== DESCRIPTION OF THE TASK ==
Copy every line of the material below word for word, leaving out the pictures.

------------------------

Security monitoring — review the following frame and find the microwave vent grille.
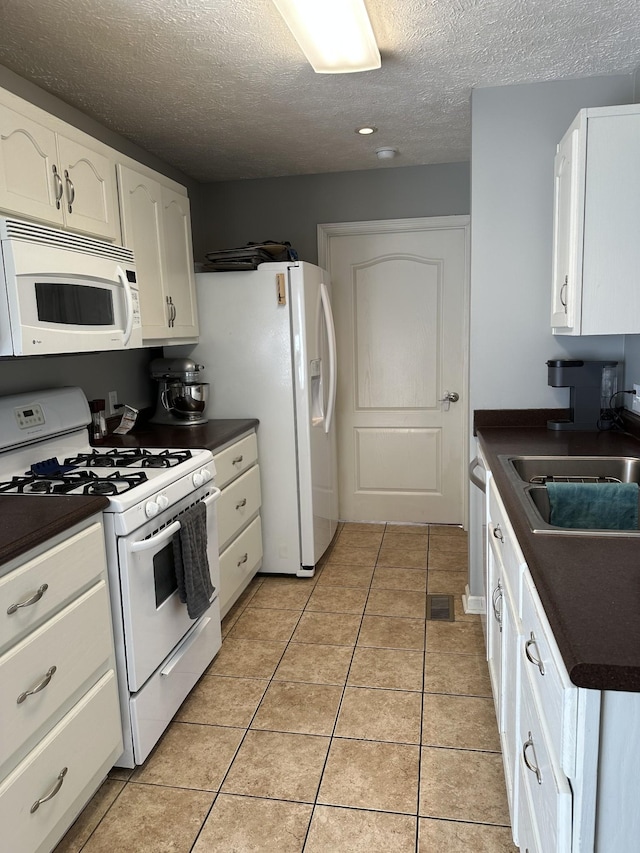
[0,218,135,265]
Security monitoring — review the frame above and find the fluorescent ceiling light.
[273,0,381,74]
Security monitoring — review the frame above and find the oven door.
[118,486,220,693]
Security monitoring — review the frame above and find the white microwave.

------------------------

== EXERCISE ANSWER ==
Security monitoring — review the following frame and find the microwave vent grille.
[0,218,135,265]
Security monitoring — review the frame above and find the fluorescent ceiling light.
[273,0,381,74]
Security monitoring — review the frame above and find the oven door.
[118,486,220,693]
Security monitoring — review the frame above and find the white microwave.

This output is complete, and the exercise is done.